▸ **INSTRUCTIONS TO FOLLOW**:
From the line containing "Target: surgical mask" down to the final entry below, restate each line word for word.
■ ■ ■ ■ ■
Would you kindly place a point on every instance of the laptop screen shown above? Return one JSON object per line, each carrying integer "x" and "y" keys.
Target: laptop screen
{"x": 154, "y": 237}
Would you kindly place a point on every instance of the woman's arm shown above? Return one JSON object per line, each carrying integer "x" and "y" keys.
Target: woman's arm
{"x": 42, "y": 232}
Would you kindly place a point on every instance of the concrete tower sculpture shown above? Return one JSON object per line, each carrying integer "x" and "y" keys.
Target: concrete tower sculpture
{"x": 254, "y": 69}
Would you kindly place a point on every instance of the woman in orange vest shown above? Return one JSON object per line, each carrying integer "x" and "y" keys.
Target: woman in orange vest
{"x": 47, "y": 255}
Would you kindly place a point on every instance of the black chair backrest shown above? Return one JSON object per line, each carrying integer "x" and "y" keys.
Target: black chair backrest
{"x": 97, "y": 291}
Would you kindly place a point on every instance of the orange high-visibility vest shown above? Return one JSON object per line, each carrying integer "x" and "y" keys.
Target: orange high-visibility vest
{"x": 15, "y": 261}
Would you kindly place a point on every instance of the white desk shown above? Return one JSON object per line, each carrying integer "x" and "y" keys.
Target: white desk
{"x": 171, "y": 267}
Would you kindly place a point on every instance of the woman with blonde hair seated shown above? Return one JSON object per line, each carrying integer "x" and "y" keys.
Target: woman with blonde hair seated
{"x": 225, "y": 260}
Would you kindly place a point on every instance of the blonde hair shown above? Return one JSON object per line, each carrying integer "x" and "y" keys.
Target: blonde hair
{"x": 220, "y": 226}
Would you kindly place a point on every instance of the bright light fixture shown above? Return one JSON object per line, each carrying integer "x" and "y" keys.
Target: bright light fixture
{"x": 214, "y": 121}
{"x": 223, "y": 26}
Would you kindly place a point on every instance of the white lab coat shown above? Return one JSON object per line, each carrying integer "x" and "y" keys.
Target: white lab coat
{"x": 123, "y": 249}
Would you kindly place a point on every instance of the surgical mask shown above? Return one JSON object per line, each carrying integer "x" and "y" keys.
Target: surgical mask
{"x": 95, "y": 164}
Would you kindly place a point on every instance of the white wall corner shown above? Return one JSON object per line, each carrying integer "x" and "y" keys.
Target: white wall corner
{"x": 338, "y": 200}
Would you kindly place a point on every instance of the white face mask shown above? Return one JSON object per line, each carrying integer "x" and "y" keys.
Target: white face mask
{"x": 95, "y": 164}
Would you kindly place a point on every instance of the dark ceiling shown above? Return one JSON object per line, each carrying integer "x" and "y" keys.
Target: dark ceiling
■ ■ ■ ■ ■
▸ **RESPONSE**:
Target: surgical mask
{"x": 95, "y": 164}
Would you kindly place a point on every instance of the white wall corner shown above? Return one JSON object per line, each carrying integer "x" and "y" keys.
Target: white wall corner
{"x": 338, "y": 200}
Would you kindly place a point on every instance of the white face mask shown above? Return one JSON object per line, each carrying integer "x" and "y" keys.
Target: white face mask
{"x": 95, "y": 164}
Would you kindly place a point on every instance of the dark ceiling shown above? Return one JSON object per line, each carrying integer "x" and "y" keys.
Target: dark ceiling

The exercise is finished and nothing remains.